*** TEXT FOR ANALYSIS Section Begins ***

Once she claps eyes on the sweet old lady who is her only living relative, Jeanne cannot bring herself to tell the truth and so poses as the nurse—fortunately for her, she’s really more of a companion than a nurse, so not even Dr. Paul Antoine suspects the truth. Naturally Jeanne takes to life at the estate like a duck to water, and she and the Comtesse become as one in spirit. But suddenly, in through the grand entrance marches Anne Cleary, accompanied by the Comtesse’s attorney Jacques Bergerot, who claims Anne is the real granddaughter and heir to the estate! What to do, what to do?
Well, first off, Jeanne falls like a ton of bricks for the suave and shady Jacques Bergerot, the innocent little dope. She has to fall for someone, I guess, and the doctor just finds her irritating from the word go—though we all know what that means. When Jacques kisses her and looks into her eyes—“his commanding and hers submissive,” if you can bear to know—she believes that he is going to marry her. In truth, however, Jacques is cavorting with Anne, who turns out to be the real Hélène Dubois, and a seedy tramp. We know this because she finds life in the country boring, she doesn’t like the Comtesse, and she’s rude to the servants. So Anne is as shocked to encounter Jeanne as Jeanne is to encounter Anne. But of the two, Anne is a lot more resourceful, and she soon searches Jeanne’s room and discovers the documents and photos that prove Jeanne’s real identity and secrets them in her own room—save the passport, which she tosses in the kitchen stove one night when Armand the gardener is too sick to sleep there, as he usually does.

*** TEXT FOR ANALYSIS Section Ends ***
*** GIVEN INFORMATION Section Begins ***

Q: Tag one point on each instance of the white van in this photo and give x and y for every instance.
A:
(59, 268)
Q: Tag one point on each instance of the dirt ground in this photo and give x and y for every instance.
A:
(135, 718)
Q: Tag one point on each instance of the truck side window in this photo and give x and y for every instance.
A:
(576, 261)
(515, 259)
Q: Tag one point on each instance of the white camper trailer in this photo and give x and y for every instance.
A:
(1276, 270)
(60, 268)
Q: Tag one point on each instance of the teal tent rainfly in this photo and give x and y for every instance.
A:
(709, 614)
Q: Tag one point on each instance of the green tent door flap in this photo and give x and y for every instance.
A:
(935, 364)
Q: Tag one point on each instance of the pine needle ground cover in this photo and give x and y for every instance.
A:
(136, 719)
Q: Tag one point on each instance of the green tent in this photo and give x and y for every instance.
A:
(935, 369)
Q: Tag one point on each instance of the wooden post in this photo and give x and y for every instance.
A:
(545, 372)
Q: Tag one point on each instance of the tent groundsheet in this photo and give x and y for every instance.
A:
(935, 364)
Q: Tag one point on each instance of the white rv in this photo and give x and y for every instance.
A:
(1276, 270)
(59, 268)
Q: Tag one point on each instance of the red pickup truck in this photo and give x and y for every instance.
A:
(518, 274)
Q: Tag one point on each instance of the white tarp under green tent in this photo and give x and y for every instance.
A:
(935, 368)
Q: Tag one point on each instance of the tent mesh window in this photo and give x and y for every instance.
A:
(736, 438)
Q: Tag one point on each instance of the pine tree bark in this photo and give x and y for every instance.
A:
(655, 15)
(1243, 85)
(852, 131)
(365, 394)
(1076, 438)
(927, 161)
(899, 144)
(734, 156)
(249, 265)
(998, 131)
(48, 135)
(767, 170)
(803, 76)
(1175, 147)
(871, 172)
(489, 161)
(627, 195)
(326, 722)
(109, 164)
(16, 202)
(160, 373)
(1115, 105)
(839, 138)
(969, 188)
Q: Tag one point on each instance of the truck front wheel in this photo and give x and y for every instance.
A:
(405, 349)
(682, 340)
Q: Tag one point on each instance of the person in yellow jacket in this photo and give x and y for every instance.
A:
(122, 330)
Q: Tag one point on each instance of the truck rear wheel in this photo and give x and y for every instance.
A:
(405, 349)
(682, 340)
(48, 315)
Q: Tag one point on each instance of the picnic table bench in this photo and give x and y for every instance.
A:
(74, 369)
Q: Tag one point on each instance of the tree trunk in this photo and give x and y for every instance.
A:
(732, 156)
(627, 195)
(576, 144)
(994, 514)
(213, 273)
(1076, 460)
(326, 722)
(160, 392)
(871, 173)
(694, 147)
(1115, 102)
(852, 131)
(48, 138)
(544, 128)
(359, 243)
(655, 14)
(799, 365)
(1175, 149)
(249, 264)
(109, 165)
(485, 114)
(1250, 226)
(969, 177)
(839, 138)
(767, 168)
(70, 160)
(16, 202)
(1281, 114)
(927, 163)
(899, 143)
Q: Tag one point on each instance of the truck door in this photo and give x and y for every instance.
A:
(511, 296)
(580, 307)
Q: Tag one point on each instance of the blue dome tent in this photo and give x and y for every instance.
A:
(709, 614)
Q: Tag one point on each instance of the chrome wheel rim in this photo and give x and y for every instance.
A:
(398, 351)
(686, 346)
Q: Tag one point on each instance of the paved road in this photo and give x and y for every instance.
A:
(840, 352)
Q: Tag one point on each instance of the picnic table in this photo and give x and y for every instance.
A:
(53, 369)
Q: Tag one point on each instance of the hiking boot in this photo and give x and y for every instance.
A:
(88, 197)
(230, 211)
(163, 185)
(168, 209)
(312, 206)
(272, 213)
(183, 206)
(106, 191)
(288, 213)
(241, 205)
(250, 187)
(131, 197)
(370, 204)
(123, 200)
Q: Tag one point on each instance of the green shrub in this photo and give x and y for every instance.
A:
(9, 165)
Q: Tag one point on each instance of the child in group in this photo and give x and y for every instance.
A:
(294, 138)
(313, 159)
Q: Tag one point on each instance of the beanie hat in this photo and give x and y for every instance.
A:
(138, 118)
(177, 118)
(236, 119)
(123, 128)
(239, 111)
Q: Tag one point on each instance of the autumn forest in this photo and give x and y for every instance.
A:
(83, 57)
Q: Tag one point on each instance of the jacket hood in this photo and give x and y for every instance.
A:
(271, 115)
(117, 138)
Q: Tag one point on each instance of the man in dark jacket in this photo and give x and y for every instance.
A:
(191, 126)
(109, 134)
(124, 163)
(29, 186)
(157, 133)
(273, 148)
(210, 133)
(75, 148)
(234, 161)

*** GIVEN INFORMATION Section Ends ***

**THINGS TO DO**:
1. Reproduce the passage recounting Jeanne's story from "Once she claps" to "what to do?".
2. Resume the passage recounting Jeanne's story, picking up after its final sentence.

**SOLVED PROBLEMS**:
1.
Once she claps eyes on the sweet old lady who is her only living relative, Jeanne cannot bring herself to tell the truth and so poses as the nurse—fortunately for her, she’s really more of a companion than a nurse, so not even Dr. Paul Antoine suspects the truth. Naturally Jeanne takes to life at the estate like a duck to water, and she and the Comtesse become as one in spirit. But suddenly, in through the grand entrance marches Anne Cleary, accompanied by the Comtesse’s attorney Jacques Bergerot, who claims Anne is the real granddaughter and heir to the estate! What to do, what to do?

2.
So now Jeanne seems to be completely out of luck; all she will have is Jacques and his love to keep her warm. But as fate would have it, on the night of the big ball when Anne is to be announced as the Clémenteaux heir, Jacques and Anne announce their engagement!!! Jeanne is devastated, of course, but fortunately the good doctor is there to help buck her up, and in witnessing her despair, he realizes, “Damn the child—I am in love with her!” (He is right to describe her as a child; she is 17, and he is in his 30s.) But all is quickly set to rights: The Comtesse declares that she hopes Anne will wear the Clémenteaux family ring, which Anne has never heard of. The Comtesse becomes quite upset over this, and to comfort her, Jeanne slips her hand into the Comtesse’s—who quickly realizes that Jeanne is wearing the ring! Now all we need is for Emilée the cook to show up bearing the passport, which wasn’t actually burned up, and for Paul to declare, “I think I should warn you, Comtesse, that I have decided to marry this troublesome girl at the first opportunity, irrespective of who, or what, she is.” Jeanne doesn’t get to dance at the ball, because she almost fell through the rickety drawbridge fleeing the house when things looked black for her, but that’s a small price to pay.
This book is utterly predictable, but it’s nonetheless entertaining. The story is told from many characters’ points of view, which makes it a bit more interesting, since Jeanne is far and away the most vapid of all the characters. (When Paul’s sister wishes, “If only Paul would marry some nice girl who had no literary or medical ambitions, who wanted nothing in life but marriage and motherhood!” we know beyond doubt, much to our dismay, that Jeanne fits this bill precisely.) So even if the heroine is a bore and the storyline is ridiculously obvious, this book is still worth reading. Now if only it were an actual nurse romance novel.